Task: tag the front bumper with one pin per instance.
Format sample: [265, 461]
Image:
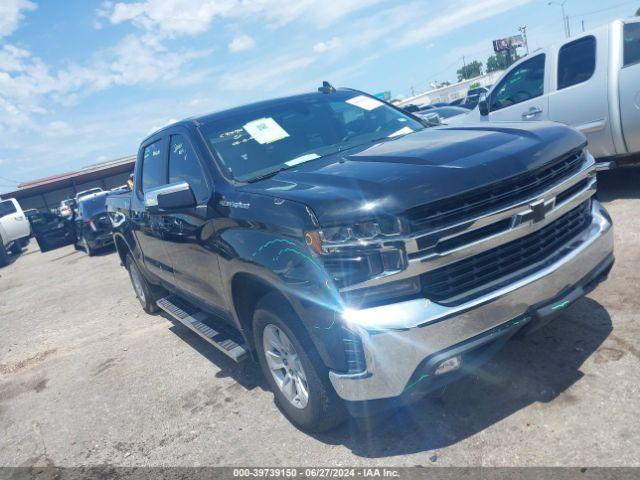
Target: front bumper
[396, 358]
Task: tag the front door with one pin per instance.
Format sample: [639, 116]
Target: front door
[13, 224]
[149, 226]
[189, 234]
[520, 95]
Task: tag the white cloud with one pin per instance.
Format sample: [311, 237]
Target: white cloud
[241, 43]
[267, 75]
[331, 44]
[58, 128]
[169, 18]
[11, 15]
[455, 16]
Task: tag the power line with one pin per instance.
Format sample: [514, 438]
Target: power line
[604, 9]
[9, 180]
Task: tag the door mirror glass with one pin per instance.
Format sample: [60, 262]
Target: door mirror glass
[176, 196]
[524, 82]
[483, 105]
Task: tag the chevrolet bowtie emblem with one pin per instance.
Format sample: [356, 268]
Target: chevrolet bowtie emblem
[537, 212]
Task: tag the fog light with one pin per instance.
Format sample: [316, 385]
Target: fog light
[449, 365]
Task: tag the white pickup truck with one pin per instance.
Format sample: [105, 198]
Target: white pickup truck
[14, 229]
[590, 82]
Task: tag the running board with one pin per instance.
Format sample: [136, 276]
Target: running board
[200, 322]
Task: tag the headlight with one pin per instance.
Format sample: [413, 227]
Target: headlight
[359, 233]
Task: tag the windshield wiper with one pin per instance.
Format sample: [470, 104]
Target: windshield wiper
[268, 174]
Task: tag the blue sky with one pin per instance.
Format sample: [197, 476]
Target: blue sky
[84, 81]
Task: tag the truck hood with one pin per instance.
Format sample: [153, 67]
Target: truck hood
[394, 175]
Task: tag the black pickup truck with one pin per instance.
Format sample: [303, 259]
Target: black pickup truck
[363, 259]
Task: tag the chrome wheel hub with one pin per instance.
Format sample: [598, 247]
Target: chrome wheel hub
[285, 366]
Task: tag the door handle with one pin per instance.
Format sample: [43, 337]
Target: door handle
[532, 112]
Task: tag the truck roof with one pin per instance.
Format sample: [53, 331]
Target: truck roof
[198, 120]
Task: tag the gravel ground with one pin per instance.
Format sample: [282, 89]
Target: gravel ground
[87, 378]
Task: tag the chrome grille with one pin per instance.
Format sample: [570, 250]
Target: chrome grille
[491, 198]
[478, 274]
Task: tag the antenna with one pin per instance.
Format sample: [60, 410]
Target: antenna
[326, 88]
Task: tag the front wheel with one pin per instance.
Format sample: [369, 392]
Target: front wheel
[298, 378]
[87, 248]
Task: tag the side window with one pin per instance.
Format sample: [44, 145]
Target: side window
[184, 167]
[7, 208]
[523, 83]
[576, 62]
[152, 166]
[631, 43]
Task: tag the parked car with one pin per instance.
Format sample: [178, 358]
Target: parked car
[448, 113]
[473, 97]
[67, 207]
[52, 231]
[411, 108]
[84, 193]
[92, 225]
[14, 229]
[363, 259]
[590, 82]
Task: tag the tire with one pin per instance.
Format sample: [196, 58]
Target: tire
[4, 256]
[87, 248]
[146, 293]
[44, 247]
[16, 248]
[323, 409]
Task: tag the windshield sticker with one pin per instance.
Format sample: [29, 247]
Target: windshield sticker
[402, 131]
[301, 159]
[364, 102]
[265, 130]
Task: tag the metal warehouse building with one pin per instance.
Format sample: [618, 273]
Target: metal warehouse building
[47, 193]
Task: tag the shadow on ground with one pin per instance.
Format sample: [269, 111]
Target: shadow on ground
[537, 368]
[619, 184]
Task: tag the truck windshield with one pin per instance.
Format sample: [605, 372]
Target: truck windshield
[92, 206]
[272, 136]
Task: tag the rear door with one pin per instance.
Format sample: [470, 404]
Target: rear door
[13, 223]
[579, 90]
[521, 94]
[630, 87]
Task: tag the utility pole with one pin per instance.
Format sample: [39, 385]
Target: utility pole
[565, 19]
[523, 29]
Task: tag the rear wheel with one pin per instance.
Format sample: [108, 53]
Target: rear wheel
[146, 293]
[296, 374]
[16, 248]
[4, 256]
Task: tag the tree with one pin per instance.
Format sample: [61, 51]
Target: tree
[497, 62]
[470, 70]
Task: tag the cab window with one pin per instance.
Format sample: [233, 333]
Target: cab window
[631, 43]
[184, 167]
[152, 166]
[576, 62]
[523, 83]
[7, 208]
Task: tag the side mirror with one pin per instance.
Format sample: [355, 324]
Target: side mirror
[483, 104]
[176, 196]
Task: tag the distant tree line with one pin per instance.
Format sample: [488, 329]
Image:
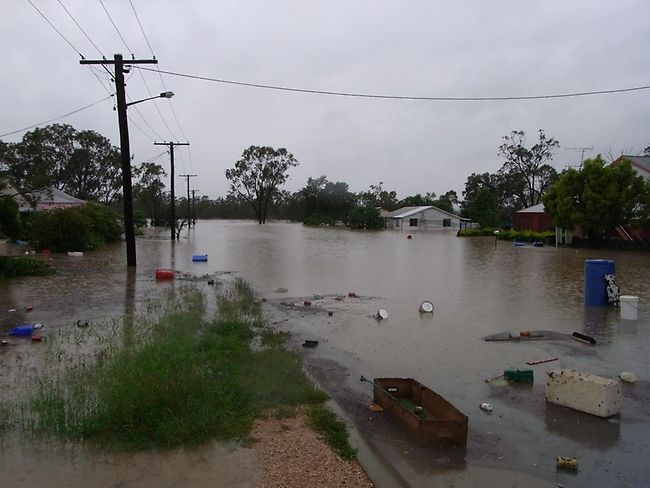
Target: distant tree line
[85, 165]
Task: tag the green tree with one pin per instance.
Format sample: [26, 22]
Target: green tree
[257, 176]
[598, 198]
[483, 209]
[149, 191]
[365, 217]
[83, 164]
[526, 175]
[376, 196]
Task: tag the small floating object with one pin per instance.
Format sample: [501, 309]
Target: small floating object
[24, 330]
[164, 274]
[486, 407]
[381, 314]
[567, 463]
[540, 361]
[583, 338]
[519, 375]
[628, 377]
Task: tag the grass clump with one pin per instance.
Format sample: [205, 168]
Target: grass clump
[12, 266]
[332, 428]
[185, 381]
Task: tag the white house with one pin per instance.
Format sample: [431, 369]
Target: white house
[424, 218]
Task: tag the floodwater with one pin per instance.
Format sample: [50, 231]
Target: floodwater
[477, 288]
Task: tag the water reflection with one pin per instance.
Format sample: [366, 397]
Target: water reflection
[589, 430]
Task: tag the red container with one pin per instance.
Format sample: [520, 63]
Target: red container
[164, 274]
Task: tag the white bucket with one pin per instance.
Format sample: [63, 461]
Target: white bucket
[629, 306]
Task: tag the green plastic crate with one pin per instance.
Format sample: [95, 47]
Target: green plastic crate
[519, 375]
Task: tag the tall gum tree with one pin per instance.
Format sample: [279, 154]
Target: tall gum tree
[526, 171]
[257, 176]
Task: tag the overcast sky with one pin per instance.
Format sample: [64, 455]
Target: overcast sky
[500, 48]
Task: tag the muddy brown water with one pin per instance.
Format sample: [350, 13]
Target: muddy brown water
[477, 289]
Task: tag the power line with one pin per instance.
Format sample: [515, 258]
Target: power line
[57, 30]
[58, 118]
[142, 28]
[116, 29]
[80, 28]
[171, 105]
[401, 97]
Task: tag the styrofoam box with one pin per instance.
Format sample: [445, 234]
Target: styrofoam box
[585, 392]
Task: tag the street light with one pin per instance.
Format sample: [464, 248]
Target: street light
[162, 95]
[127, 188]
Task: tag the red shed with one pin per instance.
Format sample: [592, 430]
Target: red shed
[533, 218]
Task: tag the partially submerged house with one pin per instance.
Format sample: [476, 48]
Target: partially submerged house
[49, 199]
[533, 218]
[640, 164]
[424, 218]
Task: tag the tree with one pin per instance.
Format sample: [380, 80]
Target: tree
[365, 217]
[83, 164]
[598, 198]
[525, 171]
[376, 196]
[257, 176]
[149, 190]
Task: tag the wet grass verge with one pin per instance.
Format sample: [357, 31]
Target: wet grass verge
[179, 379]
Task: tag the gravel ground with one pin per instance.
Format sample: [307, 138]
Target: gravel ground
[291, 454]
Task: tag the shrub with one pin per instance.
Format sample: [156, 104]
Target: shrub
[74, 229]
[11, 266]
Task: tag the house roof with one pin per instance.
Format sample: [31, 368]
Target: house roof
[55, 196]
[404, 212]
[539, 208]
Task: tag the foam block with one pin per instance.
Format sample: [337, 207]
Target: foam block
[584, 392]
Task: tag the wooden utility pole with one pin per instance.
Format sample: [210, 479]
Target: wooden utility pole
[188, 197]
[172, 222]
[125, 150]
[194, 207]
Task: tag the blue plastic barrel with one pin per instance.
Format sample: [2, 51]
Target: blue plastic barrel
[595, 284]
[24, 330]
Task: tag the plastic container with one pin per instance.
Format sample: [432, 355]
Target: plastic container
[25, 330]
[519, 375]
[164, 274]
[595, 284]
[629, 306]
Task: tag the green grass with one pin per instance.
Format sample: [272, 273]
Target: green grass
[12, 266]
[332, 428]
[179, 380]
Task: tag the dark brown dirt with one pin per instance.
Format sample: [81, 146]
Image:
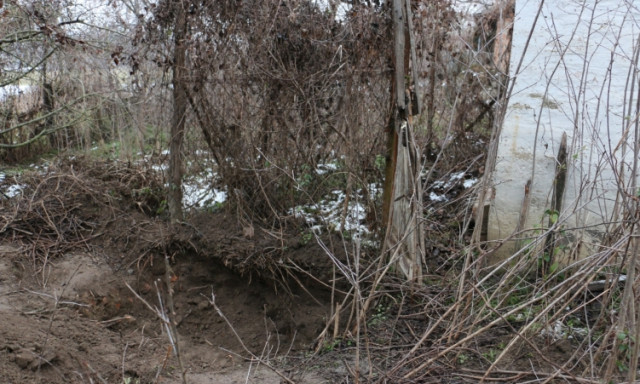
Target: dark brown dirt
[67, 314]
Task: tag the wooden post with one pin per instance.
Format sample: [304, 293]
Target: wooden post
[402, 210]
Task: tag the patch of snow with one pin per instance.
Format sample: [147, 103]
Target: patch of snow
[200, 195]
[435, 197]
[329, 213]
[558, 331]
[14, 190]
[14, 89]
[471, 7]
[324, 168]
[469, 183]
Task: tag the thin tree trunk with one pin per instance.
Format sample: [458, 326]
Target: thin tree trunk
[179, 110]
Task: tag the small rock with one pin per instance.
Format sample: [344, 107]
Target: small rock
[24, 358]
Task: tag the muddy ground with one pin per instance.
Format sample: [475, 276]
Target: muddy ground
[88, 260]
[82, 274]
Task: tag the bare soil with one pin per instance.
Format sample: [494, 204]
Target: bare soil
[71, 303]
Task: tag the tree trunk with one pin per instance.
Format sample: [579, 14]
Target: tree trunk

EXERCISE BRIEF. Considering only the material above, set down every line from the one with "Format sample: [570, 250]" to the one with "Format sample: [29, 247]", inclusive, exactly as written.

RESULT OF THE TASK.
Format sample: [570, 250]
Target: chrome grille
[491, 198]
[478, 274]
Task: tag the antenna with one pin per instance.
Format sample: [60, 410]
Target: antenna
[326, 88]
Task: tag the front wheel with one pin per instance.
Format sample: [369, 392]
Target: front wheel
[298, 378]
[87, 248]
Task: tag the side window with one pin per instance.
Format sample: [44, 145]
Target: side window
[184, 167]
[7, 208]
[523, 83]
[576, 62]
[152, 166]
[631, 43]
Task: tag the parked car with one pin per instance.
Format sample: [178, 358]
Target: parked car
[448, 113]
[473, 97]
[67, 207]
[52, 231]
[411, 108]
[84, 193]
[92, 225]
[14, 229]
[363, 259]
[590, 82]
Task: tag the tire with one pin per instance.
Format sample: [196, 58]
Target: tire
[4, 256]
[87, 248]
[146, 293]
[44, 247]
[16, 248]
[323, 409]
Task: tag the windshield sticker with one pin per instance.
Format sample: [29, 247]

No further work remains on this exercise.